● PROVIDED TEXT:

We used the CV method to optimize the amount of modifier, incubation time, pH, and H2O2 concentration of the GO-MB-AuNPs nanocomposite. The experimental results show that as the amount of GO-MBAuNPs nanocomposite gradually increases, the peak current gradually increases and the peak current reaches the maximum at 5 μL. When it continues to increase, the peak current decreases instead. Therefore, 5 μL is the best amount of modifier in this work. The incubation time is the time for the antigen-antibody immune reaction on the electrode surface. The results show that the maximum current can be reached when the antigen and antibody reacted for 30 min. There is almost no change in peak current over 30 min. Therefore, we selected 30 min as the incubation time. At the same time, we tested the peak current response of the electrolyte immunosensor at different pH. At pH 5.5–7.0, the peak current of the sensor gradually increases and then gradually decreases. The results prove that pH 7.0 is the optimal pH for the antigen-antibody reaction in this environment, which can ensure the good activity of antigen and antibody. HRP catalyzes H2O2 as an important part of signal amplification. The peak current of the sensor increases as the concentration of H2O2 increases, and reaches the maximum value at 4 mM. Therefore, 4 mM is used as the optimal concentration of H2O2 in subsequent experiments.

● COMPLETE THE FOLLOWING:
**1)** From the immunosensor passage, list each condition the authors optimized and the value they settled on for it.
**2)** Carry on the immunosensor passage with a few sentences that pick up right after its last sentence.
What comes next is separate material and has nothing to do with the immunosensor passage.

● DATA RECORDS:

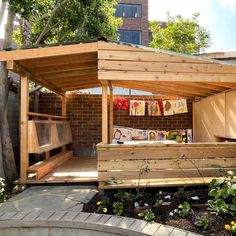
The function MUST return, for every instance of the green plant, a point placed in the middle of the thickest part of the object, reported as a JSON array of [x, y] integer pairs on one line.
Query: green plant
[[158, 202], [202, 222], [2, 190], [118, 208], [102, 206], [223, 192], [231, 227], [124, 196], [143, 171], [184, 209], [147, 215], [217, 206]]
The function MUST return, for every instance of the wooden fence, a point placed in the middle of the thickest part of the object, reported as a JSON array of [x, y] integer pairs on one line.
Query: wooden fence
[[162, 164]]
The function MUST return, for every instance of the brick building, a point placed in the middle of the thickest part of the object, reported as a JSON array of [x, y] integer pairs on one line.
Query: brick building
[[135, 27]]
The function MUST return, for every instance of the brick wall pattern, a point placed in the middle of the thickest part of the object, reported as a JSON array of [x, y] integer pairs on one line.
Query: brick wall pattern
[[85, 114]]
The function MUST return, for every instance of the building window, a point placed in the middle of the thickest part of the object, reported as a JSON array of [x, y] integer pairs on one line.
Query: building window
[[128, 10], [130, 36]]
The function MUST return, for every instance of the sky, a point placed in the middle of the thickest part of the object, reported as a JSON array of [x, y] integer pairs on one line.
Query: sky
[[218, 16]]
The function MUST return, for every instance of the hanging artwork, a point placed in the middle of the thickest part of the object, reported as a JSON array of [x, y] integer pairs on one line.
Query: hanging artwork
[[137, 108], [152, 135], [168, 107], [120, 103], [139, 134], [122, 134], [180, 106], [161, 135], [175, 135], [154, 108]]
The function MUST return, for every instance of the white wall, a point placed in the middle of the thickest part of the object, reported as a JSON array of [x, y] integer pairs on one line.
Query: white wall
[[215, 116]]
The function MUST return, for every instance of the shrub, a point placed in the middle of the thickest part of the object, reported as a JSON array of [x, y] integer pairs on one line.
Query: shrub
[[118, 208], [223, 192], [147, 215], [2, 190]]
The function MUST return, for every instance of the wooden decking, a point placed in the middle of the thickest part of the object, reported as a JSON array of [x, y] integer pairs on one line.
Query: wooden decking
[[75, 170]]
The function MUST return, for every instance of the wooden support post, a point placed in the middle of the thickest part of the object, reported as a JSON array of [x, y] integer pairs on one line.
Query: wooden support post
[[111, 112], [63, 113], [24, 106], [104, 115]]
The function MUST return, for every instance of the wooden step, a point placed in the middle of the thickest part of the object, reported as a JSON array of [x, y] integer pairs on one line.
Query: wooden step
[[42, 168]]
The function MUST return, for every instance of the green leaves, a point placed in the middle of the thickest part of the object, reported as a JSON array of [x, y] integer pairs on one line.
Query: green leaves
[[180, 35], [66, 20]]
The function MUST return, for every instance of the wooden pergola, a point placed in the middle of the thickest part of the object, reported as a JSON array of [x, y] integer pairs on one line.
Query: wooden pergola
[[104, 64]]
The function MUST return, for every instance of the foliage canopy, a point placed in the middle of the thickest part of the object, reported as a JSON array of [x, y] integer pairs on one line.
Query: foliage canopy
[[180, 35], [50, 21]]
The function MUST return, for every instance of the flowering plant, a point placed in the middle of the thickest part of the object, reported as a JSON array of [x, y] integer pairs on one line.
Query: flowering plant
[[231, 227], [121, 103], [102, 206]]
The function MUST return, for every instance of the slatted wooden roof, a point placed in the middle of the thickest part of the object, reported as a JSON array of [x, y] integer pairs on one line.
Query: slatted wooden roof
[[88, 65]]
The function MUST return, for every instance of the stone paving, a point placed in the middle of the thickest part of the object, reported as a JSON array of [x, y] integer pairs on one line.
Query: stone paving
[[51, 198], [51, 207]]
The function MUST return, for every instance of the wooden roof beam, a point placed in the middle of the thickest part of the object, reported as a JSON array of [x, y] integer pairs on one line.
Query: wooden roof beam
[[164, 76], [39, 80], [151, 90], [23, 54], [171, 88]]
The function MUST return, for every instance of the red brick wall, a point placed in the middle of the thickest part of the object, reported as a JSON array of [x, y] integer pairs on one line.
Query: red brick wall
[[138, 23], [84, 112]]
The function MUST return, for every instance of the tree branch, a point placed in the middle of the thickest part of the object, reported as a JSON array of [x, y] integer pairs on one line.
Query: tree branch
[[3, 5], [45, 30]]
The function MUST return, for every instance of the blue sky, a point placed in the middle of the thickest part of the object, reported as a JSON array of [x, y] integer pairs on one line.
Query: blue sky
[[218, 16]]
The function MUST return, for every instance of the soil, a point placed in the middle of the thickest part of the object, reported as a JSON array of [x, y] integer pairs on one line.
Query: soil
[[177, 196]]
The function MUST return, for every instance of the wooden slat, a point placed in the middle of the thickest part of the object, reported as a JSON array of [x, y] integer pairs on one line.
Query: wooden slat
[[104, 115], [111, 112], [157, 182], [43, 63], [164, 76], [157, 174], [170, 86], [151, 90], [43, 168], [24, 107], [160, 164], [34, 53], [165, 67], [64, 68], [146, 152], [74, 73], [45, 115], [146, 56]]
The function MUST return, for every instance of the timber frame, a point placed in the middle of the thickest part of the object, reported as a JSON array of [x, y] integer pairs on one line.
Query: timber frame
[[105, 64]]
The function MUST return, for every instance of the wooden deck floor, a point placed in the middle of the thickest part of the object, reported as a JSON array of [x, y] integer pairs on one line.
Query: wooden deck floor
[[75, 170]]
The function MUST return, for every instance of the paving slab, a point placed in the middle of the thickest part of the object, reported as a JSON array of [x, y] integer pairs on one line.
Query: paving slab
[[51, 198]]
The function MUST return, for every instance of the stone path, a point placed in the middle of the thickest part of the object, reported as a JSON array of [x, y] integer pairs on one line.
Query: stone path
[[51, 198], [59, 207]]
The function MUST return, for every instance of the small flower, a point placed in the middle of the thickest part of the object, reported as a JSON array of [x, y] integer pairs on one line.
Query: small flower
[[227, 227], [171, 213], [175, 210]]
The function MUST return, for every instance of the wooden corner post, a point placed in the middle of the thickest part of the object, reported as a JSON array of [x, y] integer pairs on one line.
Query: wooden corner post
[[104, 115], [24, 107], [63, 113], [111, 112]]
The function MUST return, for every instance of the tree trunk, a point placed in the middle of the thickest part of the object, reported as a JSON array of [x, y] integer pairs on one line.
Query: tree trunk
[[7, 153]]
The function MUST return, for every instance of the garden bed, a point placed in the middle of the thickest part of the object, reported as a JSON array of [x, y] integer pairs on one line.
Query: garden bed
[[164, 212]]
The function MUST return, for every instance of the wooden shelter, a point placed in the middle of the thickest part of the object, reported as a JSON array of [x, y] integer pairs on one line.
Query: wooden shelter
[[93, 64]]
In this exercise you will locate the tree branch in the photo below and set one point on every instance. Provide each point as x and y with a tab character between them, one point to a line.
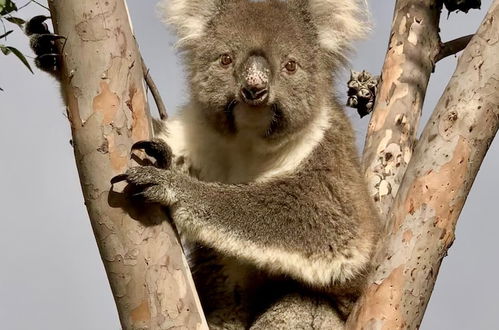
108	111
163	113
435	187
452	47
392	130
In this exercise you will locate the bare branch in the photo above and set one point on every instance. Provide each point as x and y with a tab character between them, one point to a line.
435	187
163	113
392	130
108	111
453	47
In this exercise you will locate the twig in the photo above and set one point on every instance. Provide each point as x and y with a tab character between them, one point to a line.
163	114
452	47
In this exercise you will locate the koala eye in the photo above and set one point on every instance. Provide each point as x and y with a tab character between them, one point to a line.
290	66
225	60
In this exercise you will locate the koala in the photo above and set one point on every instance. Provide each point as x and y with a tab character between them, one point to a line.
259	170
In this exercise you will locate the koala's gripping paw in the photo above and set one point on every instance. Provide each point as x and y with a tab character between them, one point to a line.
149	183
42	41
157	149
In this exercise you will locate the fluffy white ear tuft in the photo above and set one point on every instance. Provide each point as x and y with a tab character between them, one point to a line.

● ANSWERS FOR EACH ITEM:
**1)**
- Amount of modifier (GO-MB-AuNPs nanocomposite): 5 μL
- Incubation time: 30 min
- pH: 7.0
- H2O2 concentration: 4 mM

**2)**
Under the optimum conditions, we used the proposed immunosensor to detect AFP standard solutions of different concentrations. Figure 5A shows the DPV graph of the sensor to different concentrations of AFP. When the concentration of AFP is between 0.005 and 20 ng/mL, the peak current of DPV increases with the increase of AFP concentration with a good linear relationship. Figure 5B shows the linear relationship between the AFP concentrations and the peak current. The limit of detection was calculated to be 1.5 pg/mL. Compared with other related reports (Jiao et al., 2016; Wei et al., 2016; Yuan et al., 2017; Li et al., 2018), this experimental result has a wider linear range and lower detection. The results show that Au nanostructures can be used as a labeling material to immobilize more antibodies and enzymes, which greatly improves the sensitivity and signal response of the electrode, so that the electrode has a wider linear range and lower detection limit.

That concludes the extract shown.